Collected data:
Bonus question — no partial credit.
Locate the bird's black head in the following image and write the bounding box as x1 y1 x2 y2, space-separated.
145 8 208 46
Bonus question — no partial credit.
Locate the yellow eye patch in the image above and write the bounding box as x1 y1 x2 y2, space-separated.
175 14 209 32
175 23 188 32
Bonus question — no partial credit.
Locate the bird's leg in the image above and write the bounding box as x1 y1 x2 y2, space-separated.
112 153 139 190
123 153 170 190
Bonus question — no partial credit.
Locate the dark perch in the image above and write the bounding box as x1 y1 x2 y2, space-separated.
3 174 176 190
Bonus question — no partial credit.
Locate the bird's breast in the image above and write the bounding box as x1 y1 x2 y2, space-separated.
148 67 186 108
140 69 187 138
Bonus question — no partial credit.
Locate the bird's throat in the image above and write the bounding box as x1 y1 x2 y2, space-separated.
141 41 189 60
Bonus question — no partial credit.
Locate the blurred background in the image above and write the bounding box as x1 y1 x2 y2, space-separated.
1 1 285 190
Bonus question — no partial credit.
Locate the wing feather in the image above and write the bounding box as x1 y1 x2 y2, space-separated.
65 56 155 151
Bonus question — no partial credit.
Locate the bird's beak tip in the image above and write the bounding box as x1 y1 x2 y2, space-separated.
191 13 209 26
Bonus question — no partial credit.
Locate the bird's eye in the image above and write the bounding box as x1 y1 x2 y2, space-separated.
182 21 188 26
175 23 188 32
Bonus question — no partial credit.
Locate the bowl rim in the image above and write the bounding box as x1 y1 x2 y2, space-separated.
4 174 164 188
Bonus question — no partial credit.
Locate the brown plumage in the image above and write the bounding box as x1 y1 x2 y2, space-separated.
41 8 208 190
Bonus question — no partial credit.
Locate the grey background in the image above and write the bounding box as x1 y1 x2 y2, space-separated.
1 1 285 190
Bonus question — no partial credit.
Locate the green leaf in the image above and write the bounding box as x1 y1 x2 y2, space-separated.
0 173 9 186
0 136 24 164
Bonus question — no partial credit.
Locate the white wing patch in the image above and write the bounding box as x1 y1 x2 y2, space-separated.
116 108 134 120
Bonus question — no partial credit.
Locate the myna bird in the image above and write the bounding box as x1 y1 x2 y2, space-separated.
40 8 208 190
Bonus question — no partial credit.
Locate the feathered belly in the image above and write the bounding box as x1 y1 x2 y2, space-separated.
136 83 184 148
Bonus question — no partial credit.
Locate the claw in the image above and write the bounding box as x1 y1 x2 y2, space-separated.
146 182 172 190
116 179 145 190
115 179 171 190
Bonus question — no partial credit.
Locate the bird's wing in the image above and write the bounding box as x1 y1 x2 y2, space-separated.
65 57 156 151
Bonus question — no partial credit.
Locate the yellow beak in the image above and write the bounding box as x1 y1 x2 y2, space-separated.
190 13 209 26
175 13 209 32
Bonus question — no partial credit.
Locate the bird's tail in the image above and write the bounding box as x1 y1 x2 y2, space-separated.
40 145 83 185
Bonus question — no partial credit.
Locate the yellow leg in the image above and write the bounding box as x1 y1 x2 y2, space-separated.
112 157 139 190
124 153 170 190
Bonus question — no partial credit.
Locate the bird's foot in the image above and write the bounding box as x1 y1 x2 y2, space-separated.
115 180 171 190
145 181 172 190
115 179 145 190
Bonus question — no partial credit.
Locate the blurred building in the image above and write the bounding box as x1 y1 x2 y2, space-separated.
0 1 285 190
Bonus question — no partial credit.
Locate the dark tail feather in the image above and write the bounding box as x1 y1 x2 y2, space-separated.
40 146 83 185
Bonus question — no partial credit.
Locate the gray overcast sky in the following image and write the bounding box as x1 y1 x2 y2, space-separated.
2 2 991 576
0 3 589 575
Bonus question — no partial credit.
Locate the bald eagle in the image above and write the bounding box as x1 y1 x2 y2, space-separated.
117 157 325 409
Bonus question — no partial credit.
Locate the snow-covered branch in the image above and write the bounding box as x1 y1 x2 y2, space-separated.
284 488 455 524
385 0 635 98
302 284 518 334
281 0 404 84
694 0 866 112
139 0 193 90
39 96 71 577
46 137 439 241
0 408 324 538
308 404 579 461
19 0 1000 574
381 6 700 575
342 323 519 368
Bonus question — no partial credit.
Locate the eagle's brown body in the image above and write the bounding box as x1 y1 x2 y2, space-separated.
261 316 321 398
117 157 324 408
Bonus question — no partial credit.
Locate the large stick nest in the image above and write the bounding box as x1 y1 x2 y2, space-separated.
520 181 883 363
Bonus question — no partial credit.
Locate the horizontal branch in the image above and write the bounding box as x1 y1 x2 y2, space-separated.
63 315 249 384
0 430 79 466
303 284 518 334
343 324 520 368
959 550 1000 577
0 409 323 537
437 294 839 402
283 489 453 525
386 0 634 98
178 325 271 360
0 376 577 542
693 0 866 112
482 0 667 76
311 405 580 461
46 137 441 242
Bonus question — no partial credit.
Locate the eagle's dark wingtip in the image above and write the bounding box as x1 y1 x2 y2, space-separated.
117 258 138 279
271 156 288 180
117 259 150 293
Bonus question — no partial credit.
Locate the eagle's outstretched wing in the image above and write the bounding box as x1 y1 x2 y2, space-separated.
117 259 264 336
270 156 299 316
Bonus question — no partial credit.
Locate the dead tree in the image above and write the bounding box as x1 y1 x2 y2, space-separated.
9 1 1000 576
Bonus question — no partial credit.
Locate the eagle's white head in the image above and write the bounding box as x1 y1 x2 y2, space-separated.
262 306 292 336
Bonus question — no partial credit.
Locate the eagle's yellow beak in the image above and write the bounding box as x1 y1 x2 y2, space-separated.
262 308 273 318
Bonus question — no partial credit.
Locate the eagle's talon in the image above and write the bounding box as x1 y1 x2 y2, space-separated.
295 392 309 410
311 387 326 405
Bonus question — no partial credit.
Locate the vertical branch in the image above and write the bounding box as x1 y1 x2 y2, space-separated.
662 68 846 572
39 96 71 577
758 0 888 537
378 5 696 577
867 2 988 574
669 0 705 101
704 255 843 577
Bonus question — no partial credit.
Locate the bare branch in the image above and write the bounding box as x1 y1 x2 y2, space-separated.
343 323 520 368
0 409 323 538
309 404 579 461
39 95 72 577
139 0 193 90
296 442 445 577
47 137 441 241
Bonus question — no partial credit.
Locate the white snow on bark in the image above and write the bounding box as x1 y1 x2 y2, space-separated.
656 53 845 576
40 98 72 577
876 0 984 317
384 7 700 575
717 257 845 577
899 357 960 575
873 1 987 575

**Exercise prompt**
All the data is to be copied over exactly as it stands.

**Solution**
Bonus question — no partial credit.
Locate the bird's black head in the following image and write the bounding box as x1 y1 x2 y2, space-separated.
145 8 208 46
Bonus question — no partial credit.
Locate the yellow eye patch in the image above and write the bounding box as x1 y1 x2 y2, space-separated.
175 14 209 32
175 23 188 32
Bonus question — no partial credit.
Locate the bird's leg in the image above and write the bounding box as x1 y1 x2 y2, space-separated.
112 153 139 190
123 153 170 190
Bonus question — no partial credit.
Locate the dark perch in the image above and write the bounding box as x1 y1 x2 y2, space-separated.
3 174 176 190
Bonus question — no partial credit.
Locate the bird's breast in the image above and write the bounding box as x1 y1 x2 y2, space-separated.
148 67 186 108
140 69 187 138
Bonus question — no partial credit.
Locate the bird's throat in the image above and write the bounding box as x1 y1 x2 y2, space-separated.
141 41 189 60
Bonus question — no partial credit.
Locate the blurred background in the image above and write the bounding box as x1 y1 x2 y2, space-separated.
1 1 285 190
Bonus question — no partial credit.
Locate the wing feather in the image above and write the bounding box as x1 y1 x2 y2, space-separated.
65 56 155 151
Bonus question — no partial credit.
Locate the bird's beak tip in the image above and write the bounding box as x1 y1 x2 y2, space-separated.
191 13 209 26
Bonus question — no partial credit.
Locate the bird's eye in the image above and write the bounding box as x1 y1 x2 y2, space-separated.
182 21 188 26
175 23 188 32
Bonus question — no partial credit.
Locate the bowl rim in the image above and write the bounding box as x1 y1 x2 y2, space-separated.
4 174 164 188
Bonus question — no partial credit.
Locate the brown plumage in the image above and write the bounding box as x1 y1 x2 y2, space-separated.
41 8 208 190
Bonus question — no partial credit.
Locate the grey background in the image above and write the bounding box as x1 y1 x2 y2, space-separated.
1 1 285 190
Bonus question — no partial credit.
Locate the green leaf in the image above and write the bounding box as x1 y1 x2 y2, space-separated.
0 173 9 186
0 136 24 164
Bonus question — no partial credit.
Locate the white wing patch in the image above and write the bounding box as x1 y1 x2 y2, space-separated.
116 108 134 120
Bonus question — no partial credit.
Locate the myna bird in the image above and write the bounding box as x1 y1 x2 y2, space-separated.
40 8 208 190
Bonus question — no partial credit.
Locate the feathered belly in the image above and write the bounding box as x1 y1 x2 y2, space-separated.
136 83 184 148
Bonus question — no partial credit.
Locate the claw in the image above and write the bounding box as x1 y1 x2 y2, space-separated.
146 182 172 190
116 179 145 190
115 179 171 190
Bonus question — no partial credit.
Locate the bird's wing in the image above and write the bounding box as x1 y1 x2 y2, space-separated.
65 57 156 151
Bonus question — no partial credit.
Locate the yellow beak in the image above and write the bounding box as x1 y1 x2 y2, space-separated.
190 13 209 26
175 13 209 32
Bonus question — no partial credit.
Locate the bird's tail in the image above and write the bounding box as x1 y1 x2 y2, space-separated.
40 145 83 185
Bonus question — no partial credit.
Locate the yellow leg in the image above and write the bounding box as x1 y1 x2 y2, space-separated.
112 157 139 190
124 153 170 190
Bonus question — no partial credit.
Locate the bird's foot in the image above and write the bounding box as x1 y1 x2 y2, space-separated.
115 180 171 190
145 181 172 190
115 179 145 190
Bonus question — no partial credit.
Locate the blurred building in the image above and write the bounding box as x1 y1 x2 y2, space-separated.
0 1 285 190
Bonus question — no partial credit.
Locate the dark tail feather in the image above and write the bounding box as x1 y1 x2 y2, space-separated.
40 146 83 185
Bonus question — no partial credit.
Locate the gray overcast sky in the following image and write the bounding box as x1 y1 x2 y2, space-separated.
2 2 991 576
0 3 589 575
Bonus question — no partial credit.
Locate the bald eagle in the image above and write the bounding box as x1 y1 x2 y2, space-separated.
117 157 325 409
Bonus question — no partial credit.
Locate the snow-covered branch in the image above and write the bounding box as x1 y1 x2 y2, space-separated.
284 488 455 524
385 0 635 98
302 284 518 334
281 0 404 84
694 0 866 112
139 0 193 90
39 96 71 577
46 137 439 241
0 408 324 538
308 404 579 461
19 0 1000 574
381 6 700 575
342 323 519 368
Bonus question — no partial credit.
Locate the eagle's brown body in the image above and write the bounding box as x1 y1 x2 y2, space-separated.
261 316 321 398
117 157 324 408
Bonus question — no partial credit.
Locate the large stick nest in the image above and write the bounding box as x1 y1 x2 y2, space-separated.
520 181 883 363
Bonus question — no partial credit.
Locate the horizontal branch in the image above and write the bounding box as x1 y1 x2 y2, space-separated.
63 315 249 384
0 430 79 466
303 284 518 334
343 324 520 368
959 550 1000 577
0 409 323 537
437 294 839 402
283 489 453 525
386 0 634 98
178 325 271 360
0 376 577 542
693 0 866 112
482 0 667 76
311 405 580 461
46 137 441 242
Bonus question — no partial credit.
Locate the eagle's dark wingtip in the image above and write the bounding box as x1 y1 x2 y2, space-separated.
117 258 138 279
271 156 288 180
117 259 150 293
Bonus question — no partial credit.
Locate the eagle's outstretched wing in the image above and write the bounding box as x1 y1 x2 y2, space-separated.
117 259 264 336
270 156 299 316
Bonus question — no partial credit.
Locate the dead tree in the image above and write the bounding box as x1 y1 x2 y2, space-separated.
9 1 1000 576
Bonus question — no partial credit.
Locate the eagle's white head in the image above and write the bounding box as x1 y1 x2 y2, space-separated.
262 306 292 336
Bonus question — no partial credit.
Locate the eagle's yellow beak in the image above and write the bounding box as x1 y1 x2 y2, space-separated.
262 308 273 318
Bonus question — no partial credit.
Locate the eagle's talon in the image above and write the bounding box as x1 y1 x2 y2, space-separated.
295 392 309 410
311 387 326 405
Bonus question — no partial credit.
Locate the vertical branch in the image above and write the bounding box as x1 y1 x2 y2, space-separated.
662 68 846 572
39 96 71 577
758 0 888 537
378 5 696 577
867 2 988 574
669 0 705 101
704 255 843 577
Bonus question — no partial credit.
Locate the bare branch in the image above and write the bounding box as x1 y1 x2 y2, space-separated.
343 323 520 368
0 409 323 538
309 404 579 461
39 95 72 577
139 0 193 90
296 442 445 577
47 137 441 241
Bonus question — no partial credit.
Locate the white snow on bark in the image above and write the bounding box as x1 y1 x2 y2, space-separated.
656 53 845 576
40 98 72 577
876 0 984 317
384 7 700 575
717 257 845 577
899 357 960 575
873 1 987 575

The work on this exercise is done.